▶ WHAT IS EXPECTED: Print out the data below in full and exactly, skipping the pictures.
INFORMATION GIVEN Start Marker
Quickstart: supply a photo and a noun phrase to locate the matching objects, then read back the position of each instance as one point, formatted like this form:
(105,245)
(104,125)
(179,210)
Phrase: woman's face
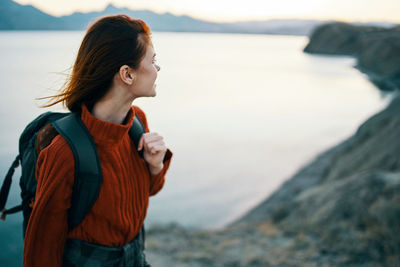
(146,75)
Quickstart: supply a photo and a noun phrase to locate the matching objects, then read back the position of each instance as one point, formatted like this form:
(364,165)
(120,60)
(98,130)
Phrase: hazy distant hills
(14,16)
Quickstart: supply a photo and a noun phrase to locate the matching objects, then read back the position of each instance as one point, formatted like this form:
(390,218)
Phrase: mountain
(377,49)
(14,16)
(340,209)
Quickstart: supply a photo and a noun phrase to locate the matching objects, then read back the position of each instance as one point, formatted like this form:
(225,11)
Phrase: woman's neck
(111,109)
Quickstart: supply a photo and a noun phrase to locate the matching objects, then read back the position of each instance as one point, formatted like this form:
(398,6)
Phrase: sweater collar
(104,132)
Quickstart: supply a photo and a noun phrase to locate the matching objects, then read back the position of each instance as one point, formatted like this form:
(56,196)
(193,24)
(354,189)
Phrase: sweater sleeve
(48,227)
(156,181)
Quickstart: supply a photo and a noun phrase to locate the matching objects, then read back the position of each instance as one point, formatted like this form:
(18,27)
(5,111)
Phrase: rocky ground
(341,209)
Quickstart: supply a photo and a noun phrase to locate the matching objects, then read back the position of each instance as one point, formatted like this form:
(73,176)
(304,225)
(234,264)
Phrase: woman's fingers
(155,146)
(152,142)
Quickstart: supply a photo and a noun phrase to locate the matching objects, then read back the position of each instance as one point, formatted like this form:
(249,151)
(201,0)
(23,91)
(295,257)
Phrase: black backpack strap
(88,174)
(135,132)
(5,189)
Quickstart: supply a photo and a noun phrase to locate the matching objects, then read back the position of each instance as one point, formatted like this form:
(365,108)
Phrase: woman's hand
(154,151)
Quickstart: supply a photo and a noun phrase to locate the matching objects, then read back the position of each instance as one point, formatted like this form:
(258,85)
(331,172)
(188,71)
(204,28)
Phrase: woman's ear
(127,75)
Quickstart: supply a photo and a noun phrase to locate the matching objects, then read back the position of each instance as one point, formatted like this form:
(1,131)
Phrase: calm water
(241,113)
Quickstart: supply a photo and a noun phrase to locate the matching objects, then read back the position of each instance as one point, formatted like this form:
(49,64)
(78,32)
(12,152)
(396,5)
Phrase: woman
(114,66)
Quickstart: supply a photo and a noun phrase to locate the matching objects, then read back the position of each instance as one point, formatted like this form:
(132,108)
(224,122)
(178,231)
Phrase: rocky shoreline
(341,209)
(376,49)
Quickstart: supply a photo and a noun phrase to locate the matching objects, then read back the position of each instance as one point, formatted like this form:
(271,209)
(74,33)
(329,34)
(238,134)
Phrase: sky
(235,10)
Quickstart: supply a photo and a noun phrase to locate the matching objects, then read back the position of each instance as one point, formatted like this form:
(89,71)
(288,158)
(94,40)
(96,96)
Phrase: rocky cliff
(377,49)
(342,209)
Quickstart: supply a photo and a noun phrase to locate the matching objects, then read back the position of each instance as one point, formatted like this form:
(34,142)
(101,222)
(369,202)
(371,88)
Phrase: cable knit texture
(120,210)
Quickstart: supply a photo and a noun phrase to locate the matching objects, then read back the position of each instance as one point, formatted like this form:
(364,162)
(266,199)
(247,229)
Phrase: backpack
(88,174)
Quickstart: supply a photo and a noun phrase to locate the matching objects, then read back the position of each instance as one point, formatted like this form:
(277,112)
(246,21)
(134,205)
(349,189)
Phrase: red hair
(108,44)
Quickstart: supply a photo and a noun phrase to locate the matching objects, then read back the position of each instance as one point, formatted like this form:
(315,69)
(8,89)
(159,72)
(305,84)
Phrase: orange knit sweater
(119,212)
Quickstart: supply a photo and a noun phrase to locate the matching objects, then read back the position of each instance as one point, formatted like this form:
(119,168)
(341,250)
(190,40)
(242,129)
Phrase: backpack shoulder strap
(88,174)
(135,132)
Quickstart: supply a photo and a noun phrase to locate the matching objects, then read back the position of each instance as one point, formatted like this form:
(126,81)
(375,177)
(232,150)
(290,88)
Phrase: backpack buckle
(3,215)
(32,202)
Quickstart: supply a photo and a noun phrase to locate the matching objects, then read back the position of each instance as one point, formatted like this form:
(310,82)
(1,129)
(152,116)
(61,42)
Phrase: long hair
(108,44)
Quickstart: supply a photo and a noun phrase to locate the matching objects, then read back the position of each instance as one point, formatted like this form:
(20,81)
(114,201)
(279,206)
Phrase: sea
(241,113)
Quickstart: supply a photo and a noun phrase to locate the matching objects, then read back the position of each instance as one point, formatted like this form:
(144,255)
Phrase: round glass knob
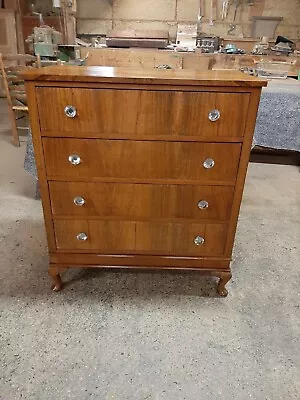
(81,236)
(198,240)
(214,115)
(208,163)
(70,111)
(74,159)
(79,201)
(202,204)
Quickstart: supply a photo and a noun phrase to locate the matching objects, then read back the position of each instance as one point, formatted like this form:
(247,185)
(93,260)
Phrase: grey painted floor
(128,335)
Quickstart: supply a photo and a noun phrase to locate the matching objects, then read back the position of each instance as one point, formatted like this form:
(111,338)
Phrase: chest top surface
(143,76)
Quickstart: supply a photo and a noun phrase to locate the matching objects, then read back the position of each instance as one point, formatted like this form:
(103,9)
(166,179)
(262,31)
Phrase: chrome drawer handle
(81,236)
(202,204)
(70,111)
(79,201)
(208,163)
(214,115)
(74,159)
(198,240)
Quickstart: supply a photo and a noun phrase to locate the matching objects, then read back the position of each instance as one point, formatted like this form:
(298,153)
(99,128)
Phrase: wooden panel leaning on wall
(143,188)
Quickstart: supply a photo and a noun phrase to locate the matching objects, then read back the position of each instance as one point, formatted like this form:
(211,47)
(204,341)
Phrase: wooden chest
(141,168)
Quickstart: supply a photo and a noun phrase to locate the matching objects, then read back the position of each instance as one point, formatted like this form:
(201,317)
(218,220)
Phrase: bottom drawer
(140,237)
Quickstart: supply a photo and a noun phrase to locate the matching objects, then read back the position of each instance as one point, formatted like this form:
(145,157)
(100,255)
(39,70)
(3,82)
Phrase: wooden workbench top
(62,73)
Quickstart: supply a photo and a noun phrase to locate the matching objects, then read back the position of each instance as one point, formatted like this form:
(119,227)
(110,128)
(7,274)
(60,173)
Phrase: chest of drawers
(140,168)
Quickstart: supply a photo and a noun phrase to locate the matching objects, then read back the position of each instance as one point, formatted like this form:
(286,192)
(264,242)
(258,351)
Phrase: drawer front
(124,159)
(141,200)
(140,236)
(107,112)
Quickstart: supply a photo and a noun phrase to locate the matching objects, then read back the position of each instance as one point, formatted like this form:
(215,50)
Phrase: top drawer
(80,112)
INFORMATION GIVEN End Marker
▶ PROBLEM SOLUTION:
Quickstart: supply a photo and a noun phrase to locate the matching objects, then read back the position of each instance as one point, formatted like this form:
(105,245)
(104,125)
(179,210)
Phrase: woman's face
(146,75)
Quickstart: supply a photo and a noun phrase to locate the matching objects, then read back the position of each instance as one point, formatted like this form:
(364,165)
(120,60)
(98,130)
Phrase: hazy distant hills
(14,16)
Quickstart: supply a photo and a noun phrase to locate the matching objects, then read back the position of each instance as one point, formatted like this form:
(390,218)
Phrase: mountain
(377,49)
(14,16)
(340,209)
Quickstart: supply a photo and a noun phrase to locate the matching objects, then read back the position of each instance as one point, formatted like this form:
(225,11)
Phrase: woman's neck
(111,109)
Quickstart: supply a photo and a noun phrase to locate the matching objects, then read back the position of each instance as one point, formatted like this form:
(398,6)
Phrase: sweater collar
(104,132)
Quickstart: supply a photo and a noun phrase to locate the matching objects, then read back the position of each instance as one point, formatted like this form:
(56,196)
(193,24)
(354,189)
Phrase: sweater sleeve
(48,227)
(156,181)
Quickstart: supply a photo and a noun phrase to locate the matching objects, then read back the position of each instance as one point, formatted like this form:
(18,27)
(5,111)
Phrase: rocky ground
(341,209)
Quickstart: supply a photo and a noun phrase to locate the matching objects, then read back the position of each instance as one point, formatted like this form:
(73,176)
(304,225)
(234,264)
Phrase: woman's fingers
(155,146)
(152,142)
Quickstart: supply a photo and a noun phrase to locate the matching objects, then read back the position of each instance as one point, formatted like this form:
(249,151)
(201,0)
(23,91)
(295,257)
Phrase: black backpack strap
(88,174)
(135,132)
(5,189)
Quickstart: supply a photo and a noun phrase to locate the matching objects, then read back the position of each instance as one point, formatted like this form:
(365,108)
Phrase: woman's hand
(154,151)
Quickstart: supply a photo and a noun phrase to locate the matching objects, then read back the position of each instance as one point, formatted like this form:
(258,85)
(331,172)
(188,71)
(204,28)
Phrase: woman's ear
(127,75)
Quickstart: supply a photo and a noun phrase to locate the matching objects, then read back the position of each instance as one point, formatted like this form:
(1,131)
Phrase: calm water
(241,113)
Quickstart: supply a photo and a noun phrase to locate the matching objects, then read back the position of each instance as one point, formatted like this form:
(49,64)
(78,32)
(12,152)
(396,5)
Phrase: woman
(114,66)
Quickstart: supply a photo and a noun phrase to locate the matching objects, then read back the position of each instance as one point, formatted like this form:
(132,108)
(224,122)
(178,231)
Phrase: rocky shoreline
(341,209)
(376,49)
Quickstart: supply a photo and a noun phrase to locate the matching objects, then read back the position of each instance as one point, formatted like this form:
(271,209)
(74,33)
(329,34)
(238,134)
Phrase: sky
(235,10)
Quickstart: supply a photo and a noun phrase to locate the matching objects, then read back the position of each instance as one point, formatted like this form:
(89,71)
(288,158)
(94,40)
(96,96)
Phrase: rocky cliff
(377,49)
(342,209)
Quickstart: supply a photo and a noun phrase to locate the matching objects, then read back the position of each instance as one point, formatted like this form:
(34,142)
(101,222)
(369,202)
(371,88)
Phrase: cable knit texture
(120,210)
Quickstart: supply a photo and a noun phrase to locate the matching objects, then read back the position of each instance as one point, formatted like this form:
(364,162)
(266,199)
(247,229)
Phrase: backpack
(88,174)
Quickstart: supply a photo and a noun phrase to locate the matching objects, then read back the position of each instance as one point, formatted like this form:
(277,112)
(246,21)
(134,205)
(349,189)
Phrase: red hair
(108,44)
Quickstart: supply a photo and a noun phrase to locate the matching objects, then read back the position of each instance as one point, formatted like this form:
(315,69)
(8,89)
(159,72)
(305,84)
Phrase: orange knit sweater
(119,212)
Quickstart: supply a photo and a noun phrase to locate the matching objects, then read back the position of each instance as one point, formatted like this form:
(119,168)
(341,250)
(190,40)
(242,129)
Phrase: backpack shoulder strap
(88,174)
(135,132)
Quickstart: supply a photo and a noun phrase to locate the matching objects, then read back the position of each instance as one point, formatted like this form:
(126,81)
(375,177)
(232,150)
(290,88)
Phrase: backpack buckle
(3,215)
(32,202)
Quickstart: supply a photo and a noun phrase to locate the matching objects, then read back the position of each instance as one point, formatted like this form:
(310,82)
(1,129)
(152,116)
(61,42)
Phrase: long hair
(108,44)
Quickstart: supply a photo and a noun phrase to locate the matching objects, then read back the position of each instance as one point, formatted like this form:
(20,81)
(114,201)
(279,206)
Phrase: sea
(241,113)
Quickstart: supply a photo and a noun phrase to locate the matching objects, then read back the position of each instance as one point, formatted like this form:
(144,255)
Phrase: round glass knob
(81,236)
(198,240)
(214,115)
(208,163)
(70,111)
(74,159)
(79,201)
(202,204)
Quickstart: supply a photo and a noun phrase to locate the matching objects, then read back the position of each instance as one point, formatted like this form:
(247,185)
(93,260)
Phrase: grey painted floor
(128,335)
Quickstart: supply a photo and a noun phrase to locate the matching objects, then read back the position of each instance as one point, formatted like this form:
(111,338)
Phrase: chest top surface
(143,76)
Quickstart: supply a photo and a noun phrase to locate the matching objects, then read back the position of each instance as one point, formatted like this form:
(103,9)
(166,179)
(262,31)
Phrase: chrome drawer handle
(81,236)
(202,204)
(70,111)
(79,201)
(208,163)
(214,115)
(74,159)
(198,240)
Quickstart: supply a photo and a noun phrase to locate the matching objects, then read back the position of each instance as one point, formatted like this form:
(298,153)
(99,128)
Phrase: wooden panel leaning on wall
(143,188)
Quickstart: supply a photo and a noun phrase to locate the matching objects, then read back the position of each instance as one point, formatted like this form:
(211,47)
(204,341)
Phrase: wooden chest
(141,168)
Quickstart: supply a photo and a noun phrase to locate the matching objects, then read back the position of each instance as one point, formatted like this form:
(201,317)
(218,220)
Phrase: bottom drawer
(140,237)
Quickstart: supply a photo and a noun phrase to locate the matching objects, then read back the position of each instance as one point, formatted like this form:
(145,157)
(100,255)
(39,70)
(3,82)
Phrase: wooden workbench top
(62,73)
Quickstart: supply a photo and a noun phrase to locate the matching objects, then read back the position of each instance as one point, formatted like this form:
(119,227)
(110,128)
(7,274)
(60,173)
Phrase: chest of drawers
(140,168)
Quickstart: supply a photo and a noun phrase to locate the matching objects, then read back the position of each instance as one point, formatted like this form:
(286,192)
(264,242)
(258,351)
Phrase: drawer front
(124,159)
(141,200)
(140,236)
(107,112)
Quickstart: supply a photo and a noun phrase to locate the matching objects, then read back the position of each instance as one point, formatted like this form:
(215,50)
Phrase: top drawer
(80,112)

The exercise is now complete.